Repeat, exactly and alone, every line from the line that contains "the durian spike" to the end of the entries.

*** Opening of Data for the task ***

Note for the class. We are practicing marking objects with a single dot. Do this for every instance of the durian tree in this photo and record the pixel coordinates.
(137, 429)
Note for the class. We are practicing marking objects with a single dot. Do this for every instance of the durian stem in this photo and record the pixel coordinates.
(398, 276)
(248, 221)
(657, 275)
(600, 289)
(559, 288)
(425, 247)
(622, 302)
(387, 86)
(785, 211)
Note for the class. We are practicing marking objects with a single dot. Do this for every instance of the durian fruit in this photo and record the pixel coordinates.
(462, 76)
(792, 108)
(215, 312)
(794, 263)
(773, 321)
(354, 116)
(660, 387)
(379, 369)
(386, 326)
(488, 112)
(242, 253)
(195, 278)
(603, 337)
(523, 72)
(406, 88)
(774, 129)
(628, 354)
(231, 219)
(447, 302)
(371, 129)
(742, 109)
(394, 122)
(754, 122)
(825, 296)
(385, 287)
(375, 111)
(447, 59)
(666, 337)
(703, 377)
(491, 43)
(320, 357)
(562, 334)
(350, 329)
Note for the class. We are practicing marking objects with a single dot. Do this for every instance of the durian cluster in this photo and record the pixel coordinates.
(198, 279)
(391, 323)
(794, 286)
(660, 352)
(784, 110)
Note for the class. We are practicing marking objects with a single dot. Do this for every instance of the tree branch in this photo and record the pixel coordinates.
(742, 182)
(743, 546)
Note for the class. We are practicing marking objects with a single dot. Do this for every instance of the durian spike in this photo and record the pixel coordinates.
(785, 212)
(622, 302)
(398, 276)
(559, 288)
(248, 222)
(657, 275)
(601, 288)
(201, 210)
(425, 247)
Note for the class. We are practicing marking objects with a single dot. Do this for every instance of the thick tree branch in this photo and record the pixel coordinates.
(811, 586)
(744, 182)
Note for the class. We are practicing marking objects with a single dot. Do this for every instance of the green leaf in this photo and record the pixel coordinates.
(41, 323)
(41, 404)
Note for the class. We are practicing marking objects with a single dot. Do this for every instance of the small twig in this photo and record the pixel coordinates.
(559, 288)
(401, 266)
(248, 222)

*** Close of Data for the task ***

# Exercise answer
Note for the class. We are practicing marking objects with a single dot. Do this for every instance of the durian spike in this photo and record the pixel coordinates.
(785, 212)
(622, 302)
(398, 276)
(559, 288)
(248, 222)
(657, 275)
(601, 288)
(201, 210)
(425, 247)
Note for the class. We are practicing marking objects with a single dot. Do this for every instance of the thick tree branch in this photo and record the pixel coordinates.
(811, 586)
(744, 182)
Note for the class. We are practicing marking objects with a single dot. Do this for every instance of the green leaf in this photo and record the pixel coordinates.
(41, 323)
(41, 404)
Note for the class. We are practicing marking objects with a single dot. Do this for every instance of the small twig in this photo and record the pixel coordinates.
(559, 288)
(401, 266)
(248, 222)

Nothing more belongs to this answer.